» Passage given
■ ■ ■ ■ ■

As described above, the normalization/standardization unit 13 performs normalization/standardization for each type of sensor, on data detected by the sensor. Therefore, in the case of the example shown in FIG. 4, the normalization/standardization unit 13 performs normalization/standardization on the pieces of data detected by the acceleration sensor (the acceleration X, the acceleration Y, and the acceleration Z) all at once, performs normalization/standardization on the pieces of data detected by the gyro sensor (the gyro 1 axis, the gyro 2 axis, the gyro 3 axis, the gyro 4 axis, the gyro 5 axis, and the gyro 6 axis) all at once, and performs normalization/standardization on the pieces of data detected by the gravity sensor (the gravity X, the gravity Y, and the gravity Z) all at once.

The normalization/standardization unit 13 performs normalization according to Expression 2 shown below, and performs standardization according to Expression 3 shown below, where x denotes a value detected by a sensor, x′ denotes a detection value that has been subjected to normalization/standardization, and max, min, avr, and std respectively denote the maximum value, the minimum value, the average, and the variance of values detected by each type of sensor.

■ ■ ■ ■ ■

» Recorded information
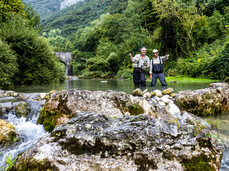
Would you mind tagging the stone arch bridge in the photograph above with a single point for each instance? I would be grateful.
(66, 59)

■ ■ ■ ■ ■

» Given exercise
Copy the sensor normalization passage word for word, starting at "As described above, the" and ending at "all at once.". Work only from the sensor normalization passage.

» Answer to this exercise
As described above, the normalization/standardization unit 13 performs normalization/standardization for each type of sensor, on data detected by the sensor. Therefore, in the case of the example shown in FIG. 4, the normalization/standardization unit 13 performs normalization/standardization on the pieces of data detected by the acceleration sensor (the acceleration X, the acceleration Y, and the acceleration Z) all at once, performs normalization/standardization on the pieces of data detected by the gyro sensor (the gyro 1 axis, the gyro 2 axis, the gyro 3 axis, the gyro 4 axis, the gyro 5 axis, and the gyro 6 axis) all at once, and performs normalization/standardization on the pieces of data detected by the gravity sensor (the gravity X, the gravity Y, and the gravity Z) all at once.